GIVEN ENTRIES:
- - - - -
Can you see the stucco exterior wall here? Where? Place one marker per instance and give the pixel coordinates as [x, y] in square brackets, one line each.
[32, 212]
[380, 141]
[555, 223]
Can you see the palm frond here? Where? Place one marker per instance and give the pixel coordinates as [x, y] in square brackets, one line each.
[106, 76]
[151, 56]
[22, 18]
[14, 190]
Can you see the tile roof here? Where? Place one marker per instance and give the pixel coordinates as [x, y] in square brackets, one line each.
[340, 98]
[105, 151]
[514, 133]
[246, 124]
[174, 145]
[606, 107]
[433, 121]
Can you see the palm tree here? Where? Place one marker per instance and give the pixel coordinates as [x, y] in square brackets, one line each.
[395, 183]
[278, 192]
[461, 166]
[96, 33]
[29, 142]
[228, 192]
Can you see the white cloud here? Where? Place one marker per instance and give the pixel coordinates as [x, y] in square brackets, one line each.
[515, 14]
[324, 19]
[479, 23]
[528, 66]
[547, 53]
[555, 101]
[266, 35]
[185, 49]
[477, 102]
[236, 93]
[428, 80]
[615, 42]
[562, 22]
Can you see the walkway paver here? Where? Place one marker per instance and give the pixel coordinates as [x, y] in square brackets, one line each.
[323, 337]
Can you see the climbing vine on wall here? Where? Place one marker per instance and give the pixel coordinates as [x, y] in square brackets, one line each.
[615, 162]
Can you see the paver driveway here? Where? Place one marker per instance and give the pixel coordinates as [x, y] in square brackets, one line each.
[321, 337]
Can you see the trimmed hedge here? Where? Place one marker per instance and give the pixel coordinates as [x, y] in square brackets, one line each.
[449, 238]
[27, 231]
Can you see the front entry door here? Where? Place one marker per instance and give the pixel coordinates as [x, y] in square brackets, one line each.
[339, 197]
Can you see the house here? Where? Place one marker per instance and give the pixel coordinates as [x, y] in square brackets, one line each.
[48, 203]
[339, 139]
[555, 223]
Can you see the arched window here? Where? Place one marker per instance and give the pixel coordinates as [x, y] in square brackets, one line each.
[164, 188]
- - - - -
WHAT IS EXPECTED: Print all of the data above again, word for word, with nothing changed.

EXERCISE SOLUTION:
Can you see the stucco exterior wall here? Where? Place one marker per instance and give the pixel coordinates as [x, y] in square brackets, one line each.
[32, 212]
[380, 141]
[555, 223]
Can you see the palm frond here? Where? Place one marker per instance and give the pixel coordinates as [x, y] in square brackets, one line each.
[106, 76]
[151, 56]
[22, 18]
[14, 190]
Can you see the tile roof here? Where? Place one marker per instance and give the pixel coordinates as [x, y] in square brackets, one line each.
[340, 98]
[105, 151]
[514, 133]
[246, 124]
[174, 145]
[606, 107]
[433, 121]
Can you see the palm tree here? Where? Place one marker per instance and give the pixel coordinates as [x, y] in square brackets, one line each.
[395, 183]
[278, 192]
[461, 166]
[96, 33]
[29, 142]
[228, 192]
Can you see the white cloud here? Where? Place one marker per instance and give the pixel coordinates as [x, y] in square brackets, one line each.
[515, 14]
[324, 19]
[479, 23]
[528, 66]
[547, 53]
[555, 101]
[266, 35]
[185, 49]
[477, 102]
[236, 93]
[428, 80]
[615, 42]
[562, 22]
Can you see the walkway paver here? Where? Place one marker per instance and give the pixel coordinates as [x, y] in square brackets, one line each.
[323, 337]
Can you see the climbing vine on wall here? Where? Place one marker per instance and give the pixel coordinates as [x, y] in square brackets, one line each.
[615, 162]
Can you see the paver driveway here? Where? Place one marker per instance and give the pixel coordinates as [x, y] in square brackets, one line each.
[321, 337]
Can you see the trimmed hedge here? Where? Place one marker per instance and give the pixel coordinates as [x, y] in square brackets, one line each.
[449, 238]
[27, 231]
Can you see the front entry door here? Where? Place one marker per instance and give the pixel coordinates as [x, y] in square brackets, one line each.
[339, 197]
Can you see the house here? Where? Place one marker per instance and give the pixel coordinates as [x, y] in square brackets, one line each.
[48, 203]
[339, 139]
[555, 223]
Can you see the arched window here? Where? Place one marker per instance and give the pixel coordinates as [x, y] in square brackets, one line each.
[164, 188]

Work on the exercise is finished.